• Description of the task:
Copy out the material below word for word, but leave the pictures out.

• Data shown:
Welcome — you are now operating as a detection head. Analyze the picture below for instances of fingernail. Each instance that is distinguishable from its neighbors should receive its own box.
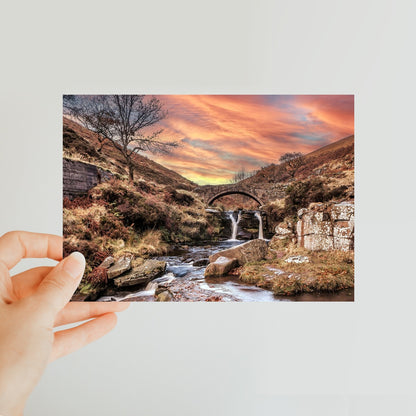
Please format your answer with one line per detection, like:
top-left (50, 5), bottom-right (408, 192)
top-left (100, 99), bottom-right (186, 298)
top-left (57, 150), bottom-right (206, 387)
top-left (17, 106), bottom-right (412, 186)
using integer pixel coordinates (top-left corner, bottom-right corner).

• Exercise result:
Welcome — you are now operating as a detection head. Analyze the picture below for instances of fingernail. Each instance that is distinguishable from its neighbors should receive its own box.
Please format your answer with one line per detection, like:
top-left (50, 5), bottom-right (408, 192)
top-left (100, 99), bottom-right (186, 298)
top-left (57, 150), bottom-right (206, 387)
top-left (17, 106), bottom-right (412, 186)
using integer pixel coordinates (top-left corner, bottom-right corner).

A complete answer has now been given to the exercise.